TO DO:
A: Can you answer these questions about the lathe thread?
(i) Which lathe does the poster say is becoming problematic?
(ii) Where did the poster go to buy a new lathe?
(iii) What was loose on the Rikon demo unit?
B: Could you continue the lathe thread from the point where it stops?

EXTRACT:
• • • • •

# Jet 1221 VS unboxing and initial impressions and why I didn't buy the Rikon



## Schroedc (Sep 4, 2016)

Got back from the Twin Cities about 8:45, dropped my wife and kids at the house and ran to the shop to unload the new lathe. She messaged me she was going to bed so I decided to open the box to take a look and of course one thing led to another and.....

First some background. For anyone living under a rock the last two days, My Delta 46-460 Variable Speed Midi lathe is becoming problematic and since out of warranty and I turn lots of pens for a living I needed to replace it in a hurry with something reliable. Got lots of great input on here, read a lot of reviews and went to Woodcraft to buy a new lathe. Hadn't made up my mind when I walked in yet so plugged in both demo units and started screwing around with them. 

First the Rikon, I did like the 1" tool rest post, the VS was smooth, didn't have the soft start. That was about the limits of what impressed me. For a right out of the box unit (They'd just unboxed it and put on a stand, no dial in or tweaking) It was disappointing, the pulley was loose on the headstock shaft, things didn't quite line up really well and a lot of parts were identical to the Delta, like they'd just ordered the same parts and then used their own casting to mount them, tailstock was lighter than I'd like and a bit sloppy IMO compared to the Delta I had and the Jet. I suppose we could have opened up another and seen if any different but initial impression put me off a bit. the other thing I didn't care for was the bed was ligher than the Jet, and 1/2 way down narrows up, wouldn't really be an issue but if I was doing a longer spindle, down towards the far end you'd have less clamping area for the banjo.

• • • • •

[Source records]
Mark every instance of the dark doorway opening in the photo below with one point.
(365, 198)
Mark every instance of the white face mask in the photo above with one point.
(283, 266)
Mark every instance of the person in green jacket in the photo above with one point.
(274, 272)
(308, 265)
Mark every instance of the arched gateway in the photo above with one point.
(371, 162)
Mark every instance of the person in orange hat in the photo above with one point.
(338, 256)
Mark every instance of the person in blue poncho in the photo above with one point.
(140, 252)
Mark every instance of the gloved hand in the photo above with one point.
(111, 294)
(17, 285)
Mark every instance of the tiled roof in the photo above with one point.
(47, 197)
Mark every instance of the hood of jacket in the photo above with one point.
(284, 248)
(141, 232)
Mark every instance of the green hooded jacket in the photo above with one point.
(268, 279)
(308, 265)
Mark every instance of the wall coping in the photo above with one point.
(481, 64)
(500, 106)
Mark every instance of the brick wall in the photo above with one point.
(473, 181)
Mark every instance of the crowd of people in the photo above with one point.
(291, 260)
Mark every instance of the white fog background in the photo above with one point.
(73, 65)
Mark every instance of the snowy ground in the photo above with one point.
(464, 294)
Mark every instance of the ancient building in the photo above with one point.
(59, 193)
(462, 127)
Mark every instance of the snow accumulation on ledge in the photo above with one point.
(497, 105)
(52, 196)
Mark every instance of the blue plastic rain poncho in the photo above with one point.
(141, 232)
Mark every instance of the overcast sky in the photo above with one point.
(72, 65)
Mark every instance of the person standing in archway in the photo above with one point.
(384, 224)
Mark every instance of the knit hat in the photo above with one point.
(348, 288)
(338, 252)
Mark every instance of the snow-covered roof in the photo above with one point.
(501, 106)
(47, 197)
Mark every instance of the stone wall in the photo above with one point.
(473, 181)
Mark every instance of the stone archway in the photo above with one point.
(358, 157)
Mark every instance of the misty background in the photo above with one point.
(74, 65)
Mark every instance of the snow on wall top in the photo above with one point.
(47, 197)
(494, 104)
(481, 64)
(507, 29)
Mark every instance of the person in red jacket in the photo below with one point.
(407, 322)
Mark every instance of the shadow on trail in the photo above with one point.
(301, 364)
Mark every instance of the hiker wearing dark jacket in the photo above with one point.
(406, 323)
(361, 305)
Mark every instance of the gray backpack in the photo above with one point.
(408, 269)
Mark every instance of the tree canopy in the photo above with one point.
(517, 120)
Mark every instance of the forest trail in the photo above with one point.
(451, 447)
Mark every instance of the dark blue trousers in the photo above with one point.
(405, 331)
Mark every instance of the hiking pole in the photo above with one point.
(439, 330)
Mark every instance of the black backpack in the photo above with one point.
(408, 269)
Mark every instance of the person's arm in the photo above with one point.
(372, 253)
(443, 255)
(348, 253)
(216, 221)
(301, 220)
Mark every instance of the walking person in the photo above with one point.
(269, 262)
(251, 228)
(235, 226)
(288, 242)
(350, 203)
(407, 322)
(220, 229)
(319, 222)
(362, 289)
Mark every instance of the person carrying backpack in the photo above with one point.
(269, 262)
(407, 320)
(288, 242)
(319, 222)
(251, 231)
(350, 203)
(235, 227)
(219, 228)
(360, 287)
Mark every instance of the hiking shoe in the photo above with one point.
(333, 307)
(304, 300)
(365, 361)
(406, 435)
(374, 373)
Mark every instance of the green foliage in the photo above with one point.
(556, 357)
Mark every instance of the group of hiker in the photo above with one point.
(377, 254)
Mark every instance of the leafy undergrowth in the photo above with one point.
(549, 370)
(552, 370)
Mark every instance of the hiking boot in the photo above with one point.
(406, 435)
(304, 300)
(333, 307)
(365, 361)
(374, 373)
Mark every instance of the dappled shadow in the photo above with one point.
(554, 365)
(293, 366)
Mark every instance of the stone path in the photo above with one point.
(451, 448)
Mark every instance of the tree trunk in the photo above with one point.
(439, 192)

• • • • •

TASK RESULTS:
A:
(i) The Delta 46-460 Variable Speed Midi lathe.
(ii) Woodcraft.
(iii) The pulley on the headstock shaft.

B:
The Jet demo unit was about 2 years old, was actually one of their classroom units and had been used and abused. Even with that, The tailstock was tight, things moved smoothly and everything felt beefy and well built. They were willing to give me the sale price that starts in a week so I decided to spend the money on it. 

The Jet 1221 has gone to a 5 year warranty just like the Rikon and their customer service is at least decent if not quite stellar. Also, all my tool rests and other accessories fit so I don't have the expense of buying a couple new tool rests or modifying ones I have. The Jet is also about 30 pounds heavier than the Rikon and my old Delta (Holy crap was it hard to get up on the bench by myself)

Opened the box and the acessories are pretty decent, rubber coated handles on the faceplate wrench and the knock out rod (I prefer a heavier rod but so far it does seem to work fine, we'll see how I like it long term) They also give you a tool holder for both ends of the machine (The left one is already installed out of the box, you have to install the right one but just two allen bolts) It does come with both a 6 and 12 inch tool rest, They are decent but I really like my aftermarket rest with the hardened rounded rod on top so I'll throw the new ones on the shelf.



 



 

Everything is well greased/oiled. no corrosion issues (I've occasionally bought new equipment I've had to polish right out of the box)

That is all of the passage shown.